▶ Prompt 1: Reproduce the article on the Indigenous Voice to Parliament from "Both models have" to "Voice as appropriate.", replacing "permanent" with "ongoing".
▶ Prompt 2: Extend the article on the proposed Indigenous Voice to Parliament, starting after its final sentence.

BEGIN Text for analysis

Both proposed versions of an Indigenous Voice to Parliament will only have the power to consult with the Federal Government, according to the much-awaited interim report on a Voice released over the weekend.
After a year of discussions and consultations between three advisory groups selected by Minister for Indigenous Australians Ken Wyatt and Indigenous Australians across the country, the report proposes two models for a National Voice – both without any veto powers.
The first involves a “structural membership link” with Local and Regional Voices. Members of this model would be selected by Local and Regional Voices at a State or Territory level; State, Territory, Torres Strait Islander-level assemblies; or a “hybrid” of the two.
The second model would see members from each State, Territory and the Torres Strait Islands directly elected to the National Voice. There would also be an option for these members to be drawn from State or Territory assemblies to avoid duplicate elections cross-government.
Both models have options for either 16 or 18 members which would guarantee gender balanced representation and include two members from each State, Territory and Torres Strait Islands.
The report also proposes permanent youth and disability advisory groups to consult with the National Voice as appropriate.
“The National Voice would be an advisory body to the Parliament and Australian Government. This would be a two-way interaction,” the interim report said.
The report says the National Voice would only be able to consult with Parliament and the Federal Government. It would neither be able to overturn or veto any policies nor would it be able to prevent any laws coming into force.
The Federal Government would be “obliged” to consult with the Voice on a “very narrow range of matters” including Native Title, race and racial discrimination and would be “expected to engage more generally” on broader issues that significantly affect Aboriginal and Torres Strait Islander peoples.
While the report appears to be a blueprint for possible Voice models, there is no proposal for a constitutionally enshrined Voice to Parliament as championed through the Uluru Statement from the Heart.
The report instead proposes models for a less permanent fixture – a Voice to Government.
There are also no suggestions of Treaty, truth-telling or a Makarrata Commission as endorsed by the Uluru Statement as the matters were deemed “out of scope” in the Senior Advisory Group’s terms of reference.
Minister Wyatt said the interim report’s release marked a “significant milestone” in the search for a solution to an Indigenous Voice.
Now open for consultation, all are being encouraged to submit feedback on the proposals to the Senior Advisory Group and Minister for Indigenous Australians Ken Wyatt.

END Text for analysis
BEGIN Information supplied

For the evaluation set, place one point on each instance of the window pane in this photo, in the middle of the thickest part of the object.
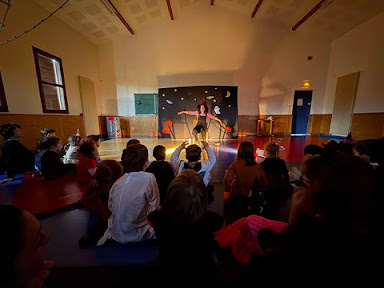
(53, 97)
(48, 70)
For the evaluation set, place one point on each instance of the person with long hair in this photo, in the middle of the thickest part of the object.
(203, 117)
(22, 249)
(96, 199)
(239, 180)
(184, 228)
(16, 158)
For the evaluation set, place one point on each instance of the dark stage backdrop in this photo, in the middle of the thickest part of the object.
(221, 102)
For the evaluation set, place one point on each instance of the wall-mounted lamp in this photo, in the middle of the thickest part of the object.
(306, 84)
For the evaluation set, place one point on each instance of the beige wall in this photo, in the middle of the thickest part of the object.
(79, 57)
(107, 98)
(361, 49)
(221, 47)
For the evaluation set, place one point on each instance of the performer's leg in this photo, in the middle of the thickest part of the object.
(195, 135)
(204, 133)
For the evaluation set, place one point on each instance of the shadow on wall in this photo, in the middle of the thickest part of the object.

END Information supplied

▶ Answer section 1:
Both models have options for either 16 or 18 members which would guarantee gender balanced representation and include two members from each State, Territory and Torres Strait Islands.
The report also proposes ongoing youth and disability advisory groups to consult with the National Voice as appropriate.

▶ Answer section 2:
“I want to ensure the voices of all 800,000 Indigenous Australians can be heard. The more people that provide their feedback, the greater chance we have to refine the best possible options and set up structures that enjoy long-term success,” Minister Wyatt said.
Senior Advisory Group Co-Chairs, Professor Dr Marcia Langton AO and Professor Tom Calma AO said there will be a range of opportunities for Indigenous and non-Indigenous Australians alike to participate in the consultation process.
“There’s lots of ways to engage in the process over the coming months. We’ll deliver consultations flexibly, adapting to COVID-19 restrictions as needed to ensure safe discussions are held across the country,” Professor Calma said.
The interim report to the Federal Government, the discussion paper and further resources are available online. Community consultations will also be held during the next four months.
“These proposals are not finished. Now it’s time for everyone to consider them and provide comment so that we can put a well consulted final proposal to Government,” Professor Dr Langton said.
Minister Wyatt said the Federal Government hasn’t decided their preferred option as yet.
A joint statement from Labor heavyweights, Shadow Minister for Indigenous Australians Linda Burney, Shadow Assistant Minister for Indigenous Australians Warren Snowdon, Senator Malarndirri McCarthy and Senator Pat Dodson reinforced the Party’s continued commitment to the Uluru Statement.
“Many will be disappointed with the Government’s refusal to consider a constitutionally enshrined Voice to the Parliament,” the statement read.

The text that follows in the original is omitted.